----- Trecho do texto -----

Acima de tudo, considero absolutamente temerário um dispositivo dessa natureza, pois estamos falando da programação regional e todos nós aqui temos consciência do que muitas vezes se passa nos nossos Estados - sobretudo aqueles mais distantes do eixo Rio-São Paulo - no que diz respeito à política de comunicação.

Poderemos, aí, estar dando chance a obscurantismos de várias ordens, perseguições políticas, direcionamentos do conteúdo da programação. Pode parecer exagero, mas, se tomarmos o texto ao pé da letra, poderemos ter, daqui a pouco, Organizações Não-Governamentais dizendo o que nós podemos ou não ver na tevê. Não se trata de uma posição contra as ONGs em geral, mas muitas delas vêm tendo sua atuação contestada.

Há, ainda, Sr. Presidente, Srªs e Srs. Senadores, muitos pontos passíveis de discussão, como as multas que caberão às emissoras em caso de descumprimento da lei. Mas acredito ter abordado os temas centrais.

Ao encaminhar o projeto à Presidência da República, o Ministro da Justiça justifica a nova medida em nome da clareza legislativa.

----- Dados de origem -----

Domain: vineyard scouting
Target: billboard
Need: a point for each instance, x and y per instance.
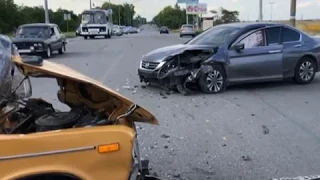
(187, 1)
(200, 8)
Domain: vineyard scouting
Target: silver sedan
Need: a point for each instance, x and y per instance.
(234, 53)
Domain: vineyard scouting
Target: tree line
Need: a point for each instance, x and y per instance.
(13, 15)
(175, 17)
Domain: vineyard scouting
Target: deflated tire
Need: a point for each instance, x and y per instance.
(214, 81)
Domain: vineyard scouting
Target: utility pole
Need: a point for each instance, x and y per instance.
(293, 13)
(46, 11)
(119, 14)
(271, 4)
(260, 11)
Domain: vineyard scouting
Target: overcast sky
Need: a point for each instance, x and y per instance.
(306, 9)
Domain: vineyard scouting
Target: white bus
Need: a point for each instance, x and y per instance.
(96, 22)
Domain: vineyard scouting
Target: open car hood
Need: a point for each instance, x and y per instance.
(59, 71)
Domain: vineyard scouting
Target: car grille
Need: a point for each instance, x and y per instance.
(24, 45)
(102, 29)
(149, 65)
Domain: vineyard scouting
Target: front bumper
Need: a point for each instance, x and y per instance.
(32, 51)
(93, 33)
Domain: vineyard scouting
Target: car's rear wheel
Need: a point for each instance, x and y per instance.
(214, 81)
(48, 52)
(305, 71)
(62, 50)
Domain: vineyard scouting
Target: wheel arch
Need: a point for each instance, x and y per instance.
(49, 176)
(314, 59)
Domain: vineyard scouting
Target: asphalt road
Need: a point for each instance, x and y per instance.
(255, 131)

-----

• Instruções
A: Imprima o trecho do discurso sobre a programação regional que começa em "Poderemos, aí, estar" e vai até "os temas centrais.".
B: Conte quantas linhas das entradas acima trazem a palavra "wheel" e responda só com o número.

• Respostas das tarefas
A:
Poderemos, aí, estar dando chance a obscurantismos de várias ordens, perseguições políticas, direcionamentos do conteúdo da programação. Pode parecer exagero, mas, se tomarmos o texto ao pé da letra, poderemos ter, daqui a pouco, Organizações Não-Governamentais dizendo o que nós podemos ou não ver na tevê. Não se trata de uma posição contra as ONGs em geral, mas muitas delas vêm tendo sua atuação contestada.

Há, ainda, Sr. Presidente, Srªs e Srs. Senadores, muitos pontos passíveis de discussão, como as multas que caberão às emissoras em caso de descumprimento da lei. Mas acredito ter abordado os temas centrais.

B: 2